**THE EXERCISE:** Could you repeat, word for word, every line from the one containing "in [247, 89]." through the final line of the records below, and nothing else?

====

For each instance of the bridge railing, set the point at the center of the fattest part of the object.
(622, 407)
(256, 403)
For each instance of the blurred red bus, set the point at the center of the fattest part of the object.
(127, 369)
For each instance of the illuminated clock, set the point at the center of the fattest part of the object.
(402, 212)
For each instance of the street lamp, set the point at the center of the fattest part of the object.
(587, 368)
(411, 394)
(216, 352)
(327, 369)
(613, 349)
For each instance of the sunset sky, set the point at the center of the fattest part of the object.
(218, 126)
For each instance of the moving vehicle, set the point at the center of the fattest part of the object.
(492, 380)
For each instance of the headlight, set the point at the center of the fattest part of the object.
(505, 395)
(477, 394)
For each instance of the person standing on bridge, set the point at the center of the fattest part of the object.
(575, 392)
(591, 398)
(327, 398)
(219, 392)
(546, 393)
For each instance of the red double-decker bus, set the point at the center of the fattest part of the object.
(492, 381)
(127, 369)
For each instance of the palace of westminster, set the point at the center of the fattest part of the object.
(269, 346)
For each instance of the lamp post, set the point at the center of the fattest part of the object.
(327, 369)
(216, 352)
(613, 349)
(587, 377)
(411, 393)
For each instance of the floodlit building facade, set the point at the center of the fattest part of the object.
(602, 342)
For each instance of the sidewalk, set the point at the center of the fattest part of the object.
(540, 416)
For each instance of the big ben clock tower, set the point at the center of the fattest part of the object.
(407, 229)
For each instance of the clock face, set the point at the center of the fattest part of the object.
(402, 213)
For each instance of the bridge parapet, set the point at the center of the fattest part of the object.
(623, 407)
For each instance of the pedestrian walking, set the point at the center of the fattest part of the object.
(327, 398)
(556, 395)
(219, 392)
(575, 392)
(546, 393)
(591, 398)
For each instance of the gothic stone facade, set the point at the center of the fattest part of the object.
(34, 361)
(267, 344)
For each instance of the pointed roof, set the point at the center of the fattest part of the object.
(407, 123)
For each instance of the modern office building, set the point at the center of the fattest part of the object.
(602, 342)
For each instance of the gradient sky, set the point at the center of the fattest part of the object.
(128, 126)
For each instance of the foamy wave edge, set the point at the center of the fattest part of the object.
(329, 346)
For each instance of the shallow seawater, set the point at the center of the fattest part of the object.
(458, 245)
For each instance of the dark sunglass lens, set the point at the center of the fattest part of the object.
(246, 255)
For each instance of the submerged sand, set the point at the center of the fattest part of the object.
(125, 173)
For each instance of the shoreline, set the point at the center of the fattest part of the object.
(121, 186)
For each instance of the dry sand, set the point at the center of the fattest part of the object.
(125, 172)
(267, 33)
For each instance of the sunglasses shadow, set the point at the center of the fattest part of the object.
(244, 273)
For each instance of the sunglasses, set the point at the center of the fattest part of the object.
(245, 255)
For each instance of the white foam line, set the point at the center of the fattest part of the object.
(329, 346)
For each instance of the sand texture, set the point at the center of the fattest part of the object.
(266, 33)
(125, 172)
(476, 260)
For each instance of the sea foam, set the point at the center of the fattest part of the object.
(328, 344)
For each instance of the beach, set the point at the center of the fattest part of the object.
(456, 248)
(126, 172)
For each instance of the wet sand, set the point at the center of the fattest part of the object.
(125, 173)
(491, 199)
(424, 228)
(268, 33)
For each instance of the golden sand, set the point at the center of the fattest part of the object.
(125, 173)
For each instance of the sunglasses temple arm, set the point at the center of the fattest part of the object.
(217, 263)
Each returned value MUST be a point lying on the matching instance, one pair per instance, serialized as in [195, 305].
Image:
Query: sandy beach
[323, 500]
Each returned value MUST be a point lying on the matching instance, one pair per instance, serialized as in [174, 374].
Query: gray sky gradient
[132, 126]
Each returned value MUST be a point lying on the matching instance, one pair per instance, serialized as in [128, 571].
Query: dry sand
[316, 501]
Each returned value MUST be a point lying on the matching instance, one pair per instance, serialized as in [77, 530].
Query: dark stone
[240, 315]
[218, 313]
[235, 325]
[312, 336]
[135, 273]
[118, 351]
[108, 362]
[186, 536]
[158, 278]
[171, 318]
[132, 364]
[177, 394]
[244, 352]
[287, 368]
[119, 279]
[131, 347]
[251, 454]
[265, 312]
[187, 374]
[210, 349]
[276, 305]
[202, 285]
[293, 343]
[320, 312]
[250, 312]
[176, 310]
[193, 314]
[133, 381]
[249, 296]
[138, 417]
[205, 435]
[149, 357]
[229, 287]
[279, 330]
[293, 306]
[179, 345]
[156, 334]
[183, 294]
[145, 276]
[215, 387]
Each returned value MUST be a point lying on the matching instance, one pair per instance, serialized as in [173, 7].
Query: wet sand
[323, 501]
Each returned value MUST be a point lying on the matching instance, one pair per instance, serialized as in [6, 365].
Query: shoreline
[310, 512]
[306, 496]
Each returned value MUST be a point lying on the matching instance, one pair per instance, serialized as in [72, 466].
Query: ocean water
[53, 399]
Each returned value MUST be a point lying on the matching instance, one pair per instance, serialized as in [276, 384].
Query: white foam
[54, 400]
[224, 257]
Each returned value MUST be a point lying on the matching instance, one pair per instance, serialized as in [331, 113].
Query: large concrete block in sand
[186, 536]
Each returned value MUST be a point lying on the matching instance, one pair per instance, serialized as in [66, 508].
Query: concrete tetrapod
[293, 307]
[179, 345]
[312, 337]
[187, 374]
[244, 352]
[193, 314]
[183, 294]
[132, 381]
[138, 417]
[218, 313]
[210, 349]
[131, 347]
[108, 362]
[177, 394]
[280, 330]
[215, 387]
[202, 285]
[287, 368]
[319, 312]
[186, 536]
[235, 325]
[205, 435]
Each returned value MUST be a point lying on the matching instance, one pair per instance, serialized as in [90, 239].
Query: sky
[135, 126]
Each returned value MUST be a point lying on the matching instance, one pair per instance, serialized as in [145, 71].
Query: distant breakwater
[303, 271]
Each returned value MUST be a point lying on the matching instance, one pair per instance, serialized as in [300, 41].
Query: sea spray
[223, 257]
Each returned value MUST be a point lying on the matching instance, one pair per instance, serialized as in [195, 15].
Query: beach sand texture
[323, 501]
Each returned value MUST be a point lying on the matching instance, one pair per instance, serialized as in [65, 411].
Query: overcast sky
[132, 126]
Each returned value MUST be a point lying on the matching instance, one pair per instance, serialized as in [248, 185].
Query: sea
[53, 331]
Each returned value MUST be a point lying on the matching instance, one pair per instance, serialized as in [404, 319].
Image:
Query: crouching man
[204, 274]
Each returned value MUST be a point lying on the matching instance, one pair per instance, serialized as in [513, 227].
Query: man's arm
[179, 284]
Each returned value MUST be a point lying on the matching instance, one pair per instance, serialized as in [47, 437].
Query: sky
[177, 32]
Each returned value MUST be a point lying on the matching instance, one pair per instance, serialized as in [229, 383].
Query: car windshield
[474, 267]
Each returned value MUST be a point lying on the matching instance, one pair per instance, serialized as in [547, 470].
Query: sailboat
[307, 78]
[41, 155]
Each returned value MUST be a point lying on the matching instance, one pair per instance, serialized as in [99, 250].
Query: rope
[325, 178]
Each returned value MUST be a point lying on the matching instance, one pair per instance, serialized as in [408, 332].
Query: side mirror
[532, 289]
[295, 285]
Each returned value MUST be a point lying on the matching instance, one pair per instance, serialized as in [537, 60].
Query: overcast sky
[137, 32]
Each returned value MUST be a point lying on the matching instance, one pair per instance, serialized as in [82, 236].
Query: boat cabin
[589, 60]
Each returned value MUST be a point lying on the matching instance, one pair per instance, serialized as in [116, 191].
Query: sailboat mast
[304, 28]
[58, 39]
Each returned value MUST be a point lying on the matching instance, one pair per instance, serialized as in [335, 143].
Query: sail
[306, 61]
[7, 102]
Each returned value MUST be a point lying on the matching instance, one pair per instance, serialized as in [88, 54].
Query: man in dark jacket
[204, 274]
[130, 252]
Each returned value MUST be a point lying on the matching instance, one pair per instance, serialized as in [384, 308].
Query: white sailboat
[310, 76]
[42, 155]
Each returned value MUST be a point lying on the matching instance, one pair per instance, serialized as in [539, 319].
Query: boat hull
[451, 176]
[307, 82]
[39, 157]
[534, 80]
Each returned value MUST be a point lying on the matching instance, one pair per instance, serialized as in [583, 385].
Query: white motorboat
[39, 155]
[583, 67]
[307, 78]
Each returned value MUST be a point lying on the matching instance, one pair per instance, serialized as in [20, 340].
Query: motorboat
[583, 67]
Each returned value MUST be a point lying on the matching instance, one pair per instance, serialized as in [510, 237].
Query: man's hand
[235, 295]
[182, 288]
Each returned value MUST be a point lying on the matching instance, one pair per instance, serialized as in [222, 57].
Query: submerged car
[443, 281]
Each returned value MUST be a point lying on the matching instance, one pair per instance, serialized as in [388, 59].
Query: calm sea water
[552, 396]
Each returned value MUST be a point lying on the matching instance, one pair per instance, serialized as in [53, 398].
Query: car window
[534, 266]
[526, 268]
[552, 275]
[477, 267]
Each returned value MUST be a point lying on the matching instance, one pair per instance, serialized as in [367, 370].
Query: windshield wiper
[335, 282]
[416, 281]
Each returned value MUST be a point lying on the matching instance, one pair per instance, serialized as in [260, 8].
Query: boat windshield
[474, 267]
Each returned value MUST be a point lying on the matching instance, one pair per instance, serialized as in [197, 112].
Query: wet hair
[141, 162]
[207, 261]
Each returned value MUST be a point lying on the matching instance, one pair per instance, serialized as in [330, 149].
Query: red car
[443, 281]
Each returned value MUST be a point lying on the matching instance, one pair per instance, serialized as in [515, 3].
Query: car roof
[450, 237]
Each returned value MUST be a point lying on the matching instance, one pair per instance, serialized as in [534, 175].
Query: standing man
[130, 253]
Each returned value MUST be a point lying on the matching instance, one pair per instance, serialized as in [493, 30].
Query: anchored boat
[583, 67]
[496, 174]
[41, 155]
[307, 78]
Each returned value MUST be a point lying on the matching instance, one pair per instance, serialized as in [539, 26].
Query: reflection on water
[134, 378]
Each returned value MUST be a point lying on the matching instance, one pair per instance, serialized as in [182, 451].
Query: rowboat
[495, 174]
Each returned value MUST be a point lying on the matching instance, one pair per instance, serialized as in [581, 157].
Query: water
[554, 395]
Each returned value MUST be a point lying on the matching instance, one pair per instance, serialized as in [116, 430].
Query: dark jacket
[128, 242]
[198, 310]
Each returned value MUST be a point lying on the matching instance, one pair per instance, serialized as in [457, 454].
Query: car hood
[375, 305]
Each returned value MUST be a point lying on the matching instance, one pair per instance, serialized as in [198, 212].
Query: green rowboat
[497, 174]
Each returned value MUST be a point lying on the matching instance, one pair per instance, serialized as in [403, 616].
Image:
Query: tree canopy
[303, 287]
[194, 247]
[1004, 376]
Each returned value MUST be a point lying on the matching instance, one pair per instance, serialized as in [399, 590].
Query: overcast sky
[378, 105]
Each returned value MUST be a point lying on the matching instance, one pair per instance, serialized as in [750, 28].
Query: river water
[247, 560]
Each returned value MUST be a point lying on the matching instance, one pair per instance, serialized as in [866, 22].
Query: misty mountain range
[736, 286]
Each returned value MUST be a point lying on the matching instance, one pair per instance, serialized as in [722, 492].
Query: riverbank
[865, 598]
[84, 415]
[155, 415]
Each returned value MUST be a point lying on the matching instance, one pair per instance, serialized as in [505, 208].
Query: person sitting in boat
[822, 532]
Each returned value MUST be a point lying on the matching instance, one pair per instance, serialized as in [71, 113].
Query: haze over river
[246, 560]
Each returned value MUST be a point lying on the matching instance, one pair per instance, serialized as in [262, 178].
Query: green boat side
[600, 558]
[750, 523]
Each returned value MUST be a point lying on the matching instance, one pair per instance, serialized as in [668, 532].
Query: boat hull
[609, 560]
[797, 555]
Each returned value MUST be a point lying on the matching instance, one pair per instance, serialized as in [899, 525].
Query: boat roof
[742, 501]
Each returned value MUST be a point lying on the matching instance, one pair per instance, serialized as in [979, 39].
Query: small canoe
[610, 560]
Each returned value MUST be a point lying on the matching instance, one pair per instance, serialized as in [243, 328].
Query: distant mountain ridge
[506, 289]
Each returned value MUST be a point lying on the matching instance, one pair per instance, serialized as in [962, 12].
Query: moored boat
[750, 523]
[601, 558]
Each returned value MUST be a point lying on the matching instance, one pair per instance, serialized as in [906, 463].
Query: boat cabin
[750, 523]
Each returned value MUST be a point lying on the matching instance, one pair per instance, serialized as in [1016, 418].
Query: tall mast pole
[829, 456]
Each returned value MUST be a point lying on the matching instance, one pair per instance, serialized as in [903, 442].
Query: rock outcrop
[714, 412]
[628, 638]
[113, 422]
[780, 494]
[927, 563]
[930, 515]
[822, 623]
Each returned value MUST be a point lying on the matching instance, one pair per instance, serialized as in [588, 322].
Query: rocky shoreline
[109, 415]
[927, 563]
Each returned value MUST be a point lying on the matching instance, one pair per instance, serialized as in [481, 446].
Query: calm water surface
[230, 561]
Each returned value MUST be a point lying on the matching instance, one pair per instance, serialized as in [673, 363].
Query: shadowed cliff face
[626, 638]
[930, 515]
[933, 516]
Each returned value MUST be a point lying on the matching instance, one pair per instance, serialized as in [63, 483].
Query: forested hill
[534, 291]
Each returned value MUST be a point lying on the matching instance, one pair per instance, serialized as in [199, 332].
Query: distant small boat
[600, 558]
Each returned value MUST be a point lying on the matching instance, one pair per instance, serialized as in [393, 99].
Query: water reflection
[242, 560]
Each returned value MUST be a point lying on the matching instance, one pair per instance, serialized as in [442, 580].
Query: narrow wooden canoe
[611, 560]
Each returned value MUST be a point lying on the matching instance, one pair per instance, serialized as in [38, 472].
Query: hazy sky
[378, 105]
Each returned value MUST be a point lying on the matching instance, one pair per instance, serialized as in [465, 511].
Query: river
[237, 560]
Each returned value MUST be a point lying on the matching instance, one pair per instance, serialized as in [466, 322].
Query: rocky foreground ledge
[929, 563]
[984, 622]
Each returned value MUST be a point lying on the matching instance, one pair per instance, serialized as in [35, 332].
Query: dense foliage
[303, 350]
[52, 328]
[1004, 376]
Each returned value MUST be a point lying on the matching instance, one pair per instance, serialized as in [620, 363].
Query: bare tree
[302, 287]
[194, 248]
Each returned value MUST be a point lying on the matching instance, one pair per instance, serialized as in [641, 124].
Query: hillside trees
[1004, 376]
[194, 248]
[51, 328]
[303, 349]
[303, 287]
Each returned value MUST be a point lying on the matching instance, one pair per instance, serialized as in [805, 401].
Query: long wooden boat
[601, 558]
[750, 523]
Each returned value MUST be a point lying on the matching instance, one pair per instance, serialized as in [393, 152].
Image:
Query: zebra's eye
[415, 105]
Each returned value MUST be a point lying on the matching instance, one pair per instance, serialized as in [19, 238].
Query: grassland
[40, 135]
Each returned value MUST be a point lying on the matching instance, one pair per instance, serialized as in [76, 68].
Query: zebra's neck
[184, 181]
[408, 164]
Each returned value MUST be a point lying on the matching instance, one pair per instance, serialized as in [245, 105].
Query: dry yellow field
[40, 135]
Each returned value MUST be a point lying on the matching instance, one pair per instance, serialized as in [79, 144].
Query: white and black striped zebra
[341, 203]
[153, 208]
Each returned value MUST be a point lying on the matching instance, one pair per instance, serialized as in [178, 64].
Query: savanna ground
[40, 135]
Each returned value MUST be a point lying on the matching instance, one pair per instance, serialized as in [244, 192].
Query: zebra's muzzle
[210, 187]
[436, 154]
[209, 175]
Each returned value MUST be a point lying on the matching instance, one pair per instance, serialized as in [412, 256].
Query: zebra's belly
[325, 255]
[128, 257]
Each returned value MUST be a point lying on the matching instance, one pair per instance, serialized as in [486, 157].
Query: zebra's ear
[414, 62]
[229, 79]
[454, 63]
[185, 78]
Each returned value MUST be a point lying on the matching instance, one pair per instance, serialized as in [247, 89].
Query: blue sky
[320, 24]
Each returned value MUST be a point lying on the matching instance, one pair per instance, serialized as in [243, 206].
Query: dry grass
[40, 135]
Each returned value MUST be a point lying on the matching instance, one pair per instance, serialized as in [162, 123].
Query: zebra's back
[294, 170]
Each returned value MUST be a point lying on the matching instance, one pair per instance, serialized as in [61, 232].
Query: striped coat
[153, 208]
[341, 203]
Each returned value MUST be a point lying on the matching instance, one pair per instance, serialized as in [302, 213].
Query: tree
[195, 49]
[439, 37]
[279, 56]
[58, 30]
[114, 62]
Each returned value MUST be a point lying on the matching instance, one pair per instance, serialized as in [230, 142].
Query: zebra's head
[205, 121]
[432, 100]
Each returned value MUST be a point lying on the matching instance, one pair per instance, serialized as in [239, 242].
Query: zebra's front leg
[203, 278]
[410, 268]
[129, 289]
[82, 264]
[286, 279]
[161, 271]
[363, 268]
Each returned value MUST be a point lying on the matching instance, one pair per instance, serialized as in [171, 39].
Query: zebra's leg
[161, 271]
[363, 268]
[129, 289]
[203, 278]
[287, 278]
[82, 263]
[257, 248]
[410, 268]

====

**WORKED SOLUTION:**
Each returned value MUST be a point lying on the matching instance, one pair per instance, serialized as in [247, 89].
Query: blue sky
[320, 24]
Each returned value MUST be a point lying on the matching instance, one pair per instance, serialized as in [243, 206].
Query: dry grass
[40, 135]
Each returned value MUST be a point lying on the matching instance, one pair per instance, serialized as in [162, 123].
Query: zebra's back
[294, 170]
Each returned value MUST be a point lying on the matching instance, one pair per instance, serialized as in [61, 232].
Query: striped coat
[153, 208]
[341, 203]
Each returned value MUST be a point lying on the matching instance, one pair per instance, serialized as in [302, 213].
Query: tree
[195, 49]
[439, 37]
[279, 56]
[58, 30]
[114, 62]
Each returned value MUST be a point lying on the matching instance, one pair per instance, serialized as in [230, 142].
Query: zebra's head
[205, 121]
[432, 100]
Each returned value MUST be a point lying on the matching instance, one pair per instance, serialized as in [239, 242].
Query: zebra's front leg
[203, 278]
[410, 268]
[129, 289]
[82, 264]
[286, 279]
[161, 271]
[363, 268]
Each returned value MUST be a point lying on the matching instance, one pair per instance, serialized as in [171, 39].
Query: zebra's leg
[161, 271]
[363, 268]
[129, 289]
[203, 278]
[287, 278]
[82, 263]
[257, 248]
[410, 268]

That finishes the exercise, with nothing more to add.